### EXERCISE INPUT:
/---

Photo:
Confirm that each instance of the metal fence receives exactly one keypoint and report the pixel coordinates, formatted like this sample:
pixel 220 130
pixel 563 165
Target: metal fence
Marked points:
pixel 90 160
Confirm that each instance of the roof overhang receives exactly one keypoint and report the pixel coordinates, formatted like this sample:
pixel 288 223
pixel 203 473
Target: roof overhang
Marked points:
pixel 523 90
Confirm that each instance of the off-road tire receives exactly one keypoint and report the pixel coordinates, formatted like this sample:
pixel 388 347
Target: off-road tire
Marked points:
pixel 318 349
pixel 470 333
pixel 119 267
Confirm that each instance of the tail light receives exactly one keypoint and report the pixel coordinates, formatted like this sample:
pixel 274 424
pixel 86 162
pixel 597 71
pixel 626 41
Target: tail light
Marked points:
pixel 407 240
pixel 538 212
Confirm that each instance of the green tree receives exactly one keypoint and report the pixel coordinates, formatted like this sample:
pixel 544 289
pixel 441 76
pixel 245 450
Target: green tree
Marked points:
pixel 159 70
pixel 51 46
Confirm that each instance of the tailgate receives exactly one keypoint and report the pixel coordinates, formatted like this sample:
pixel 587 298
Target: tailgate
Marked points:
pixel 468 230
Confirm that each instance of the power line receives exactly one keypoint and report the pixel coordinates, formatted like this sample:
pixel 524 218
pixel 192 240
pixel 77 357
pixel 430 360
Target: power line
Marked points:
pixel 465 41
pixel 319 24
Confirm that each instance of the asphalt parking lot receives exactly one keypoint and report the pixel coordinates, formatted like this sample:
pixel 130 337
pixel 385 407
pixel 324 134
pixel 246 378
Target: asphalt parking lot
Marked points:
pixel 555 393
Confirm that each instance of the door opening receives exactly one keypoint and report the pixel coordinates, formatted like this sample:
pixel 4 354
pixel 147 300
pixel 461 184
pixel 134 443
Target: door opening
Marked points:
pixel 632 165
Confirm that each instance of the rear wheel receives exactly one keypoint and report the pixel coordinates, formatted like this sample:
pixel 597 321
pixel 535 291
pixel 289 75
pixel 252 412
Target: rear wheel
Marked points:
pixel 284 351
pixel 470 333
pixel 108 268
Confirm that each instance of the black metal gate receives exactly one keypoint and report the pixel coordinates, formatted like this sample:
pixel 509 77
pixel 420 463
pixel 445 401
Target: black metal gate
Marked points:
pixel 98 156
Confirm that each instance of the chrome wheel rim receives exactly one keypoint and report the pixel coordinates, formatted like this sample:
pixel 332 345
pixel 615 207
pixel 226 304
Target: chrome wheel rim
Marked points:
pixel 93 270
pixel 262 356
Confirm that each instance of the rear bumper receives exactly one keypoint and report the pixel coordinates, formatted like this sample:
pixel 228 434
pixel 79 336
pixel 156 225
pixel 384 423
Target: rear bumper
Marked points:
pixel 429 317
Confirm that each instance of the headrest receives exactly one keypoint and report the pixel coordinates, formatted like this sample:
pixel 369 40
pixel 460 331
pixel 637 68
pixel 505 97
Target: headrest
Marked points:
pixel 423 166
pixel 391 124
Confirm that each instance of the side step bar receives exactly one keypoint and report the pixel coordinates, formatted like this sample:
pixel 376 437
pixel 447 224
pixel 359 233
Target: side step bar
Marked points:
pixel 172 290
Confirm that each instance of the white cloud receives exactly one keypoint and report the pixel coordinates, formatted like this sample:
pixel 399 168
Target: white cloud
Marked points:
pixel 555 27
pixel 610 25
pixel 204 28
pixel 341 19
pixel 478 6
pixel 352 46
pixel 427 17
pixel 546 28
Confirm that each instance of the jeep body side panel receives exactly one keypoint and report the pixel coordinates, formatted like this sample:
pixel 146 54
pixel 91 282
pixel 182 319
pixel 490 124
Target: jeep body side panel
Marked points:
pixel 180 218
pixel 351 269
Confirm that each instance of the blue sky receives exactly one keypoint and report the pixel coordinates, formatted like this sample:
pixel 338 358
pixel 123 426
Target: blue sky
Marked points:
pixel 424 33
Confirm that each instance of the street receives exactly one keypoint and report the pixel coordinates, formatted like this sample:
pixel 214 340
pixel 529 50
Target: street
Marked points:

\---

### TASK BRIEF:
Return all of the above records exactly, leaving no line out.

### EXERCISE RESPONSE:
Photo:
Confirm that each instance of the metal fence receives exactly one keypoint and report the pixel coordinates, formatted like this sample:
pixel 220 130
pixel 563 165
Target: metal fence
Marked points:
pixel 90 160
Confirm that each instance of the roof overhang receives exactly one keypoint and report the pixel coordinates, formatted like this sample:
pixel 288 223
pixel 203 473
Target: roof overhang
Marked points:
pixel 523 90
Confirm that each instance of the off-road tire receives exactly one keypoint and report the pixel coordinates, formatted like this sample:
pixel 388 347
Target: off-road tire
Marked points:
pixel 318 349
pixel 470 333
pixel 119 267
Confirm that each instance of the tail light receives exactly one keypoint and report the pixel coordinates, formatted like this sample:
pixel 274 424
pixel 86 162
pixel 597 71
pixel 626 41
Target: tail light
Marked points:
pixel 407 240
pixel 538 212
Confirm that each instance of the green tree receives exactly one keypoint and report the pixel coordinates, formatted like this sample:
pixel 544 289
pixel 441 76
pixel 245 450
Target: green tree
Marked points:
pixel 159 70
pixel 51 46
Confirm that each instance of the tailgate receives exactly one keypoint and report the pixel coordinates, formatted like this sample:
pixel 587 298
Target: tailgate
Marked points:
pixel 468 230
Confirm that each instance of the power line receives exactly one keypoint and report the pixel coordinates, formatted like this sample:
pixel 524 218
pixel 192 240
pixel 77 357
pixel 430 360
Target: power line
Marked points:
pixel 465 41
pixel 319 24
Confirm that each instance of the asphalt parking lot receives exactly one keypoint and report the pixel coordinates, formatted like this sample:
pixel 130 337
pixel 385 407
pixel 324 134
pixel 246 378
Target: asphalt parking lot
Marked points:
pixel 555 393
Confirm that each instance of the door opening receives exactly one keypoint and report the pixel coordinates, formatted like this sample:
pixel 4 354
pixel 147 300
pixel 461 184
pixel 134 443
Target: door opening
Marked points:
pixel 632 165
Confirm that each instance of the rear wheel receives exactly one keypoint and report the pixel coordinates, formatted like this sample:
pixel 597 321
pixel 535 291
pixel 289 75
pixel 252 412
Target: rear wheel
Marked points:
pixel 284 351
pixel 470 333
pixel 108 268
Confirm that each instance of the black metal gate receives exactly one keypoint and report the pixel coordinates, formatted like this sample:
pixel 509 77
pixel 420 463
pixel 445 401
Target: black metal gate
Marked points:
pixel 98 156
Confirm that each instance of the chrome wheel rim receives exactly one keypoint and report the pixel coordinates, formatted like this sample:
pixel 332 345
pixel 615 207
pixel 226 304
Target: chrome wheel rim
Marked points:
pixel 93 270
pixel 262 356
Confirm that each instance of the rear bumper receives exactly one keypoint and report the pixel coordinates, formatted like this sample:
pixel 228 434
pixel 79 336
pixel 156 225
pixel 384 423
Target: rear bumper
Marked points:
pixel 429 317
Confirm that each instance of the headrest receives exactly one keypoint and report the pixel coordinates, formatted like this sample:
pixel 369 40
pixel 460 331
pixel 637 68
pixel 505 97
Target: headrest
Marked points:
pixel 423 166
pixel 391 124
Confirm that each instance of the side step bar receives exactly one keypoint and report the pixel coordinates, formatted like this sample:
pixel 376 437
pixel 447 224
pixel 359 233
Target: side step bar
Marked points:
pixel 172 290
Confirm that each instance of the white cloud receives exactly one keypoint and report the pixel coordinates, formatted like this sample:
pixel 399 168
Target: white cloud
Marked points:
pixel 555 27
pixel 610 25
pixel 204 28
pixel 341 19
pixel 478 6
pixel 352 46
pixel 427 17
pixel 546 28
Confirm that each instance of the jeep body side panel receives exactly one keypoint and report the pixel coordinates, formatted like this sample:
pixel 146 54
pixel 91 282
pixel 182 319
pixel 490 124
Target: jeep body side panel
Marked points:
pixel 180 218
pixel 351 269
Confirm that each instance of the blue sky receives exactly one keypoint and report the pixel coordinates, formatted like this sample:
pixel 338 358
pixel 123 426
Target: blue sky
Marked points:
pixel 424 33
Confirm that each instance of the street receives exactly one keypoint and report the pixel coordinates, formatted like this sample:
pixel 214 340
pixel 529 50
Target: street
Marked points:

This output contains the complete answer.